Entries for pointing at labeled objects
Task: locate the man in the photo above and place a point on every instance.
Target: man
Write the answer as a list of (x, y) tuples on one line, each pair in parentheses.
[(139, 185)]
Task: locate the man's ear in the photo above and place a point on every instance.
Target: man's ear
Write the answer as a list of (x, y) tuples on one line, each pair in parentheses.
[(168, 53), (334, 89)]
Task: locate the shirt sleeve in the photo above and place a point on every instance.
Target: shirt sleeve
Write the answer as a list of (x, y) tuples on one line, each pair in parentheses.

• Directions:
Recast the records above as a JSON list of strings, with one string for each line and blank lines omitted.

• Task solution:
[
  "Task: locate the man in the photo above and place a point on every instance.",
  "Target: man",
  "Write the answer as a list of (x, y) tuples on one line, each pair in parentheses.",
  "[(139, 185)]",
  "Task: locate the man's ear in the photo above and place a point on every instance.",
  "Target: man's ear",
  "Write the answer as a list of (x, y) tuples on one line, each pair in parentheses.",
  "[(168, 53), (334, 89)]",
  "Task: locate the shirt sleeve in the photo above and place a point on every instance.",
  "Target: shirt sleeve",
  "Write the answer as a list of (x, y) tuples on one line, each pair in parentheses."
]